Quoted text>
● ● ● ●
Shop Products
Houzz Logo Print
chuckiebtoo

Worms on Speed

chuckiebtoo
10 years ago

A few months ago, I started a little experiment....kinda by accident....involving changing the way I feed some bins (I have lots of shoebox-sized ones) because we eat lots of citrus stuff like oranges and pineapple and limes from my tree and I wanted to use those waste materials. Anyway, I had lots of citrus and because that stuff should be limited, I decided to dedicate five bins to a blender mix of the citrus and lots of other veggies presented in liquified form.

For all my worming years, I've chopped stuff up a little with minimal effort producing corn-kernel sized chunks or larger that, depending on the softness of it (pumpkin, bananas, etc), either became actively attacked by the herd or laid there until it was soft enough to eat. No problem if you feed at the same rate they eat.
● ● ● ●
Information supplied>

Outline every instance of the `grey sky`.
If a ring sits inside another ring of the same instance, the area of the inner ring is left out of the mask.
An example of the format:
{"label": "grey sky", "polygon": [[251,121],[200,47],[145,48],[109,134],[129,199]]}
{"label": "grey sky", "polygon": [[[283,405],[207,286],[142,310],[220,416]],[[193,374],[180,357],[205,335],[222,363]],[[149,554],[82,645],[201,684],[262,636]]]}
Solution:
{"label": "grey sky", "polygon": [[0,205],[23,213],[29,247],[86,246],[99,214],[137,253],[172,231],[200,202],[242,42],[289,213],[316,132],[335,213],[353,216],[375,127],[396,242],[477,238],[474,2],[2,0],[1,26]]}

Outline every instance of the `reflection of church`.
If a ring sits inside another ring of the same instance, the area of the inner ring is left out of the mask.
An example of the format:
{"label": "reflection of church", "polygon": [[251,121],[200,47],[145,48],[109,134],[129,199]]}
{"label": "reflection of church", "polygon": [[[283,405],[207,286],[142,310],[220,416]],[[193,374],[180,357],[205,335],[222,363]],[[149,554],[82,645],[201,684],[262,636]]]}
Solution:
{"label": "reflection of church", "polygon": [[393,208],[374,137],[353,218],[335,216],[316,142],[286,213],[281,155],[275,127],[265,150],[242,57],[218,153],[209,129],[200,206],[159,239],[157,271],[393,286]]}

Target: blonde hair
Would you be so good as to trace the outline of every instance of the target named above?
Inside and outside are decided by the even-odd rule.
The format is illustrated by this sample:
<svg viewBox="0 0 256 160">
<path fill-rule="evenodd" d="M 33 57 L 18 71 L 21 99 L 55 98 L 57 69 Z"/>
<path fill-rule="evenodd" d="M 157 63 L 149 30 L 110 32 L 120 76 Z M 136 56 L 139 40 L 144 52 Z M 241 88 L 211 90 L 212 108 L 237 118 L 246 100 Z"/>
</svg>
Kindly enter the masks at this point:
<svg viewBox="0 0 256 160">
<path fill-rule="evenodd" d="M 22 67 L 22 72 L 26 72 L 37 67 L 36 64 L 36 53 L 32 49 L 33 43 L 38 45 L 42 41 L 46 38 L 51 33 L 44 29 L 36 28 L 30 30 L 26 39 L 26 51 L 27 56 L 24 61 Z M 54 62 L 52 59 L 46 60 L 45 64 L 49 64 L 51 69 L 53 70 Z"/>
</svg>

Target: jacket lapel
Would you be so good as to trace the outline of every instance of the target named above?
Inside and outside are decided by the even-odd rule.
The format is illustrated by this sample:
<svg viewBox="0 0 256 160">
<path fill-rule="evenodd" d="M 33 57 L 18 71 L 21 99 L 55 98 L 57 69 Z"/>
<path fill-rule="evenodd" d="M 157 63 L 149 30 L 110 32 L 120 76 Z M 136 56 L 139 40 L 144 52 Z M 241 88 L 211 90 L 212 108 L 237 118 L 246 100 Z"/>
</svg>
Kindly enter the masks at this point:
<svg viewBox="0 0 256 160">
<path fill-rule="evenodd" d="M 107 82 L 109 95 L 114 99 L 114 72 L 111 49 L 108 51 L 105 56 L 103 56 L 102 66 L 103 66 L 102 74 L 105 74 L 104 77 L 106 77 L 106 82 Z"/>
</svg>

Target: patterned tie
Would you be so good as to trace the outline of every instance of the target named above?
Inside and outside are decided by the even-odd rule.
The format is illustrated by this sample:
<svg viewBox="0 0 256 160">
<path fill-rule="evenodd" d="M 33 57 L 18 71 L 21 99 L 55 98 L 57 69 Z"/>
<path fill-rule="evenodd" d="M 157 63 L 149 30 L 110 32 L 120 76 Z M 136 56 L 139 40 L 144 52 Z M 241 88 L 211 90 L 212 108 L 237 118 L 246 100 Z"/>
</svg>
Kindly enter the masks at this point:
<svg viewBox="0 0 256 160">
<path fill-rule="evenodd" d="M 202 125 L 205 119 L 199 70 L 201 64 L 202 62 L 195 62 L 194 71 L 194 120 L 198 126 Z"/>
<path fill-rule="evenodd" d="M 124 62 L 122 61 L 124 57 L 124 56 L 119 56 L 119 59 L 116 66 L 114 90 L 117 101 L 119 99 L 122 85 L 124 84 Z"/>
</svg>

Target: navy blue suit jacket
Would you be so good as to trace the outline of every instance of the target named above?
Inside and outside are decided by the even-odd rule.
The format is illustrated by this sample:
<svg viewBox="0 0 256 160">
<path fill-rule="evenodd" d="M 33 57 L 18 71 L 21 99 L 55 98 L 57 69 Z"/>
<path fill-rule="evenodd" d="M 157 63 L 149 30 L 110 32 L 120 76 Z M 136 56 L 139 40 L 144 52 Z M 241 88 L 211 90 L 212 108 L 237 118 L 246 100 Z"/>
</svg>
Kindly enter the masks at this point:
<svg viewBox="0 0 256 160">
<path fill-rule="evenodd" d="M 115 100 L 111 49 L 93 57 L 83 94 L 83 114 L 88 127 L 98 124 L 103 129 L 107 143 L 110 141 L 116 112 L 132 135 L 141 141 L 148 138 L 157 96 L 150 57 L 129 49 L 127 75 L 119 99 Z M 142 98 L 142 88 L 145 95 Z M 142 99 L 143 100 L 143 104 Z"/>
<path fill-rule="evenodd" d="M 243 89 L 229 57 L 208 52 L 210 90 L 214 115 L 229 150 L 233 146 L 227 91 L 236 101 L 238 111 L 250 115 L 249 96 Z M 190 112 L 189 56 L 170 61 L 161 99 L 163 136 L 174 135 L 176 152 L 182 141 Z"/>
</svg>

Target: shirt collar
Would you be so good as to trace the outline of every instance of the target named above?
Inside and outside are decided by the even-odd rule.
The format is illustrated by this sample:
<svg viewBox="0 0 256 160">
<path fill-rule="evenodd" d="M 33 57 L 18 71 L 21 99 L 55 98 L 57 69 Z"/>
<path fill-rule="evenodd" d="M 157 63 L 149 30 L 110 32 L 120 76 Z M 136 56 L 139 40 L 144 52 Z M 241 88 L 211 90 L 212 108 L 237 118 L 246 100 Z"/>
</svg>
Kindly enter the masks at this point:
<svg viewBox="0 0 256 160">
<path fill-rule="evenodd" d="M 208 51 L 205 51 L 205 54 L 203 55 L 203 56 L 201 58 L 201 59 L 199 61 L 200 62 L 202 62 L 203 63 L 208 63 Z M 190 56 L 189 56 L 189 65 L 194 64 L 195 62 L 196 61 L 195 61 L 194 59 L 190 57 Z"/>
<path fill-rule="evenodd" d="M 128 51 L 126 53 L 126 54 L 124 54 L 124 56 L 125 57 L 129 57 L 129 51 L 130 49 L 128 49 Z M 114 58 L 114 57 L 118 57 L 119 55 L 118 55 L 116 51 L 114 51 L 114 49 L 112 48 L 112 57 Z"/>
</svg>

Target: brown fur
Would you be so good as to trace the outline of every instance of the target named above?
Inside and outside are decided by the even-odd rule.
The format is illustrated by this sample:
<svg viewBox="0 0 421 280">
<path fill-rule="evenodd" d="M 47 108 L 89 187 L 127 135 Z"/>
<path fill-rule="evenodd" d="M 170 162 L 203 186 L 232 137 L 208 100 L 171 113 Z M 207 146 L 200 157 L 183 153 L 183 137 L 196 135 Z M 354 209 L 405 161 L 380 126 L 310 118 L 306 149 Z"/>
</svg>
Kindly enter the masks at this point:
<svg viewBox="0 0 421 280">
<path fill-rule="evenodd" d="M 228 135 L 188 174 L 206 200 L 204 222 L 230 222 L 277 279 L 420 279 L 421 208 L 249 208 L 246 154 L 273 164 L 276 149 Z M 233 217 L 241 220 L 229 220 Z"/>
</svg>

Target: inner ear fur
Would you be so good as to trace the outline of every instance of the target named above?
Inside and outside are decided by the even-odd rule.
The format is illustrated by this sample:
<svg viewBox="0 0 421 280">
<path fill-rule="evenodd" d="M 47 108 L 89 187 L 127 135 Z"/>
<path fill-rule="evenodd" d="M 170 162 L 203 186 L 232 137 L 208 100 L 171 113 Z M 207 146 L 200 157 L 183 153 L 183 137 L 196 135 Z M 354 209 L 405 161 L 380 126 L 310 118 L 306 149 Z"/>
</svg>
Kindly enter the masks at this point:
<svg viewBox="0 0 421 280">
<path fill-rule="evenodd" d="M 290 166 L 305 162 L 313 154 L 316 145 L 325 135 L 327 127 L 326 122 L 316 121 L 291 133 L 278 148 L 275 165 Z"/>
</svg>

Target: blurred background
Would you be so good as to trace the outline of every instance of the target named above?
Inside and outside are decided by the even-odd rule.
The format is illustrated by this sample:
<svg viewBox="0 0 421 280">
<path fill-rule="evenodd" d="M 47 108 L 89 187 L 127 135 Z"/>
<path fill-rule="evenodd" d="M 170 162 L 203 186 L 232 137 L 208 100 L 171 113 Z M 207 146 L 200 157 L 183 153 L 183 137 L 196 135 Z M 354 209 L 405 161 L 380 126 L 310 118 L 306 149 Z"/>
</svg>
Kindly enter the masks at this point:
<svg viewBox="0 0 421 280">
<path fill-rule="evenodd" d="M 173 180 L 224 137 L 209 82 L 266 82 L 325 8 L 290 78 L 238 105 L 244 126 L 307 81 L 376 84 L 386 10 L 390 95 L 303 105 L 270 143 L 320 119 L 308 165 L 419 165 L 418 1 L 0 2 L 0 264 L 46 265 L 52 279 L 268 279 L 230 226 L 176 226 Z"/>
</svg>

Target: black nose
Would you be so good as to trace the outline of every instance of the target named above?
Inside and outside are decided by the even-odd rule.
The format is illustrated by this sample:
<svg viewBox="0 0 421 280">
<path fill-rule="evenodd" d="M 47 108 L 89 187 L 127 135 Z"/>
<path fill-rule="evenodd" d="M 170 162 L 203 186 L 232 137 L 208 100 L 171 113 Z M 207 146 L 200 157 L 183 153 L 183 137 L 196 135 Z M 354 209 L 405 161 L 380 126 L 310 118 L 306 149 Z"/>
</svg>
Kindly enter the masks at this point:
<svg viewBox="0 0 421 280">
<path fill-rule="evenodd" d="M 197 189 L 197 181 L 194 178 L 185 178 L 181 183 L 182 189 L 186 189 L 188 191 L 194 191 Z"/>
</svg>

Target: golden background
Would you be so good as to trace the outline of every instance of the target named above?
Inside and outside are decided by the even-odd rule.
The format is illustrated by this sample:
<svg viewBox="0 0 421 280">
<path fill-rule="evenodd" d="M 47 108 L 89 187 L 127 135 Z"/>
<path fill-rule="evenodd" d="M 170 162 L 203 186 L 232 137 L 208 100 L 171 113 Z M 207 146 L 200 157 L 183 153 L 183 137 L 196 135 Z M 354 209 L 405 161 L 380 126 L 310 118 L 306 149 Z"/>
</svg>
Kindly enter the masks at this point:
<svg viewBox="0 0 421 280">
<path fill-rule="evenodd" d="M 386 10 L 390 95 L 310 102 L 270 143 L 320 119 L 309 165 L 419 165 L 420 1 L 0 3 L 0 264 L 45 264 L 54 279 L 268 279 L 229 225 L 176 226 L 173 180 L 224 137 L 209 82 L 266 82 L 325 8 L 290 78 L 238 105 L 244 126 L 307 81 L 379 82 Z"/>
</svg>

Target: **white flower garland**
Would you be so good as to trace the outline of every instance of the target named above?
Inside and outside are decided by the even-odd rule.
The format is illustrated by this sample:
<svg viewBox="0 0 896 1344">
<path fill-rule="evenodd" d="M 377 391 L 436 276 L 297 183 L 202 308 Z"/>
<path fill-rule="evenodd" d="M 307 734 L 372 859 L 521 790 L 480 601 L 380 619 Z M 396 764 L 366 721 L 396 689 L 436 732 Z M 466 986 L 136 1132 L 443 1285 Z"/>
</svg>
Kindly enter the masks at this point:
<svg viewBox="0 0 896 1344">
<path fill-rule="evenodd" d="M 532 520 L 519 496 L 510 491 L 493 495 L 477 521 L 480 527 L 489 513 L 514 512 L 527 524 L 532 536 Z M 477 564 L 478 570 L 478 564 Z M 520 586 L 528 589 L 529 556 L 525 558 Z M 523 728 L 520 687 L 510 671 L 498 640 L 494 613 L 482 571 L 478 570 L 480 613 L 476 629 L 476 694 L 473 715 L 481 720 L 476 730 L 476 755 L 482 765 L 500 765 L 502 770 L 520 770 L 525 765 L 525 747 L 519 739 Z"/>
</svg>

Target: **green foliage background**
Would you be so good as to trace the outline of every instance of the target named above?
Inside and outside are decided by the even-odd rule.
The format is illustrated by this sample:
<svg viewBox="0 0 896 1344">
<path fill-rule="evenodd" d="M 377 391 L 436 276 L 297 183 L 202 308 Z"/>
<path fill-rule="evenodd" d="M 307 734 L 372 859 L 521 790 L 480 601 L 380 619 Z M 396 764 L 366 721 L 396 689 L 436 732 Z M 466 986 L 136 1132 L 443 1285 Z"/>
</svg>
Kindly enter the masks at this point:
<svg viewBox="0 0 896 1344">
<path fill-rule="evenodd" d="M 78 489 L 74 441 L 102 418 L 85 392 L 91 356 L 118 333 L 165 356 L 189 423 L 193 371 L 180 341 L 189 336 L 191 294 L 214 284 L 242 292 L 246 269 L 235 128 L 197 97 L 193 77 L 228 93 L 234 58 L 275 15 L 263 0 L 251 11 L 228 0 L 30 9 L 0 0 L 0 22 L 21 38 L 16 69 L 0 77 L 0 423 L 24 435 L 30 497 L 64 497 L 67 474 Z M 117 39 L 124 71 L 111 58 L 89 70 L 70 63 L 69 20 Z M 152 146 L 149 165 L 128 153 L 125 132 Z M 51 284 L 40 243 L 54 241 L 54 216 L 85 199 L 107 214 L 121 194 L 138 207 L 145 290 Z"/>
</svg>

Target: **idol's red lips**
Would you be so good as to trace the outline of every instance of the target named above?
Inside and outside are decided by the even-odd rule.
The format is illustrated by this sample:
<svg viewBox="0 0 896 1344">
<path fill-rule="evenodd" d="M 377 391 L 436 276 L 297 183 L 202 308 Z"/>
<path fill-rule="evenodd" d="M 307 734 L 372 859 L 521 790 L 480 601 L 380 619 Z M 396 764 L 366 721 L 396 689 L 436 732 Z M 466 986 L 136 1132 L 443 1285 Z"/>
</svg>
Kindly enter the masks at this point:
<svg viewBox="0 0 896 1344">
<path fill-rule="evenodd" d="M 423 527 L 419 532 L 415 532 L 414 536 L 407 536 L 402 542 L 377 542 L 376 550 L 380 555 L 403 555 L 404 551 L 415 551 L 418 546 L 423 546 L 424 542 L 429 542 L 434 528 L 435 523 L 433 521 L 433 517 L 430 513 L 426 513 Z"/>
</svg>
● ● ● ●
Work to do>
1/ In the worm-bin post, how many bins did the writer set aside for the blended citrus and veggie mix?
2/ Reproduce the passage of the worm-bin post starting at "A few months" and ending at "in liquified form.".

The answers>
1/ Five

2/
A few months ago, I started a little experiment....kinda by accident....involving changing the way I feed some bins (I have lots of shoebox-sized ones) because we eat lots of citrus stuff like oranges and pineapple and limes from my tree and I wanted to use those waste materials. Anyway, I had lots of citrus and because that stuff should be limited, I decided to dedicate five bins to a blender mix of the citrus and lots of other veggies presented in liquified form.